• _DIRECTIVE A_:
In the article on BMW's shift to electric vehicles, why is the company investing in the expansion of its international production network? Answer in one to three sentences.
• _DIRECTIVE B_:
Echo the passage of the BMW article starting at "BMW Group is" and ending at "1,000 new jobs.", word for word.

• _ARTICLE_:
BMW Group is intensifying its efforts to transition to e-mobility and is poised for further growth with the introduction of its next generation of vehicles, the Neue Klasse. The company aims to reach 50 percent of its worldwide sales of fully-electric vehicles ahead of its target of 2030.
To achieve this, BMW is investing in the expansion of its international production network, including the construction of a new assembly center for high-voltage batteries in San Luis Potosí, Mexico. This investment of 800 million euros (or around $866 million with the current exchange rates) is expected to create around 1,000 new jobs.
Gallery: BMW Neue Klasse at Plant San Luis Potosí in Mexico
The BMW Neue Klasse vehicles will be produced in Debrecen, Hungary starting in 2025 and later in the main plant in Munich. The production in San Luis Potosí will start in 2027. BMW recently announced an investment of $1.7 billion in the expansion of its Spartanburg production site in the US, with a billion dollars designated for electric vehicle production and 700 million for a new battery assembly center in Woodruff. The company aims to build at least six fully-electric models in the US by 2030.

• _Stored items from a collection_:

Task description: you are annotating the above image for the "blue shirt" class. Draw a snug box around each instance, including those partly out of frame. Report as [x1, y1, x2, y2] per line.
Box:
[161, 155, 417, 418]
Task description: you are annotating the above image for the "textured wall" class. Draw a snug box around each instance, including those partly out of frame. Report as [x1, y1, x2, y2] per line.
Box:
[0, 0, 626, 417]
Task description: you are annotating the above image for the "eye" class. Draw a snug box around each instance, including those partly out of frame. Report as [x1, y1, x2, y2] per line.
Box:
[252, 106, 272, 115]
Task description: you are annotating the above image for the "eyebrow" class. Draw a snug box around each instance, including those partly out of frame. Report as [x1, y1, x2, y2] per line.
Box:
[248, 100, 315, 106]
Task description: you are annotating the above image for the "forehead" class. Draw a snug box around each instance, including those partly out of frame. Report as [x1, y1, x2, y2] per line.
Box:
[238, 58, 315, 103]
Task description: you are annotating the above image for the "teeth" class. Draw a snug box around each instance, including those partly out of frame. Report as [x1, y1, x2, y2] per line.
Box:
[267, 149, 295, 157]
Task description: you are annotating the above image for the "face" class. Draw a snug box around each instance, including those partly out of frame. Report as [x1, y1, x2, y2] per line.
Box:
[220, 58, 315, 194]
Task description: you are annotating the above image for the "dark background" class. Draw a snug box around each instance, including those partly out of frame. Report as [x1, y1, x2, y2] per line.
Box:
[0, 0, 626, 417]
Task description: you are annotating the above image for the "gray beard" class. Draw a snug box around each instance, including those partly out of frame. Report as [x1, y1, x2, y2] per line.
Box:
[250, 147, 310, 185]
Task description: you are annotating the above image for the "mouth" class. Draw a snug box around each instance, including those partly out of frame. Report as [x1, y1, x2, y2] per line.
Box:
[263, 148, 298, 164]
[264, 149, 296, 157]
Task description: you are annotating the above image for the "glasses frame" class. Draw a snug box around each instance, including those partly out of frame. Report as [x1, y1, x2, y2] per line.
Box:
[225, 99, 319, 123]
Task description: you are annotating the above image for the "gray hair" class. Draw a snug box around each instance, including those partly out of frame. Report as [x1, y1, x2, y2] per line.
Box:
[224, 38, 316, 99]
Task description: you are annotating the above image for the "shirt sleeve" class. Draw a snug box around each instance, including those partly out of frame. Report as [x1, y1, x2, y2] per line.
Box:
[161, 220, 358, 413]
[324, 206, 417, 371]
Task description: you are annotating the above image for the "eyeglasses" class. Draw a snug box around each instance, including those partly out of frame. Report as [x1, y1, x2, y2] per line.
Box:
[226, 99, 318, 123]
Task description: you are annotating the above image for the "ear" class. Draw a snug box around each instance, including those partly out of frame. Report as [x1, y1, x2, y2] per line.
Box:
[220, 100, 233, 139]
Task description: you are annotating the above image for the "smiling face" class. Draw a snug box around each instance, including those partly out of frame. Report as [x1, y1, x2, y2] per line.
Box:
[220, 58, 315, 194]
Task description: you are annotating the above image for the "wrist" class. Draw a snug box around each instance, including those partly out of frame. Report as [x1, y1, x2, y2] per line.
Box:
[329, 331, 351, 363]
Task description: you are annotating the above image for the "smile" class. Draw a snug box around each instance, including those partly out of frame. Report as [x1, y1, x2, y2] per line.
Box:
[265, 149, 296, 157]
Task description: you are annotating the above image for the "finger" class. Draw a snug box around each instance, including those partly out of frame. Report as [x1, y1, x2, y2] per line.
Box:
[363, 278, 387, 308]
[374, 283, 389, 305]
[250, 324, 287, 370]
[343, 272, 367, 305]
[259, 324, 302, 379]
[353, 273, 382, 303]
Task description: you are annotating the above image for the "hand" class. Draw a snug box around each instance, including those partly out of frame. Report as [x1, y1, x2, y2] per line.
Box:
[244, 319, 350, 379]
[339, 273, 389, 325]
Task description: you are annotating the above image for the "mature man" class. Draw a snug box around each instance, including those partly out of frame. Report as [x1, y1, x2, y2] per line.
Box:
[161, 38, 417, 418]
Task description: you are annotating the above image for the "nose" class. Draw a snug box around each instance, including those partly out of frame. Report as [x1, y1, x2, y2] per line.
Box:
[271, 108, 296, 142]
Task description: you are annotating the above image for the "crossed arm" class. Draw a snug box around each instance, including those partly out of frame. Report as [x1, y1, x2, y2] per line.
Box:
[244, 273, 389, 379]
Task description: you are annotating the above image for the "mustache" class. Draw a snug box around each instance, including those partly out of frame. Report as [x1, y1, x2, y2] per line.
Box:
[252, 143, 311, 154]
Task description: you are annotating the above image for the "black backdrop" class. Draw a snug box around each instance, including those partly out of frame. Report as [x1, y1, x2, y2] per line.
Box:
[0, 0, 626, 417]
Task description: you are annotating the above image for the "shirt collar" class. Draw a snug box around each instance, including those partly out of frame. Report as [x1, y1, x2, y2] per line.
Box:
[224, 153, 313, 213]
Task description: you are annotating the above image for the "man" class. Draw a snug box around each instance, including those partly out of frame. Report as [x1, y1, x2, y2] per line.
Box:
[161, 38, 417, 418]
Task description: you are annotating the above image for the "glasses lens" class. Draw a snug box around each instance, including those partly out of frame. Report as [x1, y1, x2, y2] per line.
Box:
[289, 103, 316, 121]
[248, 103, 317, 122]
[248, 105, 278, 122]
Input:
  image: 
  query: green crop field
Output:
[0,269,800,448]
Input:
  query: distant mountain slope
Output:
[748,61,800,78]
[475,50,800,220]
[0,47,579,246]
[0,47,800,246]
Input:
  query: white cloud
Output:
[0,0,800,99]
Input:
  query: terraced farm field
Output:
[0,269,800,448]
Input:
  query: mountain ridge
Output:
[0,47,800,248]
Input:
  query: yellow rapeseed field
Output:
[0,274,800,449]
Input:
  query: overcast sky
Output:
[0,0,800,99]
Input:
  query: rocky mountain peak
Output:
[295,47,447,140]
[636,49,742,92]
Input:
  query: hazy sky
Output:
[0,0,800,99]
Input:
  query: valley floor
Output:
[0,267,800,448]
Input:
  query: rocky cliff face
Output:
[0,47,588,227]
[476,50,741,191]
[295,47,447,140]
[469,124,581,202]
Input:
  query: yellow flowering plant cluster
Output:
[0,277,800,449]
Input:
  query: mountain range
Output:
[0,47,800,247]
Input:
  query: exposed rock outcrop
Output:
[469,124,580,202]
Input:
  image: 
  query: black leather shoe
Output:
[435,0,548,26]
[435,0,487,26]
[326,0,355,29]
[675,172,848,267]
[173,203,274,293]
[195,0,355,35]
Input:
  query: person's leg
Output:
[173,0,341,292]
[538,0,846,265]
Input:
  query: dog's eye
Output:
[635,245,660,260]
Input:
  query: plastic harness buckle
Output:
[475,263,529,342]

• _EXERCISE RESULT A_:
BMW is expanding its international production network to reach 50 percent of its worldwide sales of fully-electric vehicles ahead of its 2030 target. The investment includes a new assembly center for high-voltage batteries in San Luis Potosí, Mexico.

• _EXERCISE RESULT B_:
BMW Group is intensifying its efforts to transition to e-mobility and is poised for further growth with the introduction of its next generation of vehicles, the Neue Klasse. The company aims to reach 50 percent of its worldwide sales of fully-electric vehicles ahead of its target of 2030.
To achieve this, BMW is investing in the expansion of its international production network, including the construction of a new assembly center for high-voltage batteries in San Luis Potosí, Mexico. This investment of 800 million euros (or around $866 million with the current exchange rates) is expected to create around 1,000 new jobs.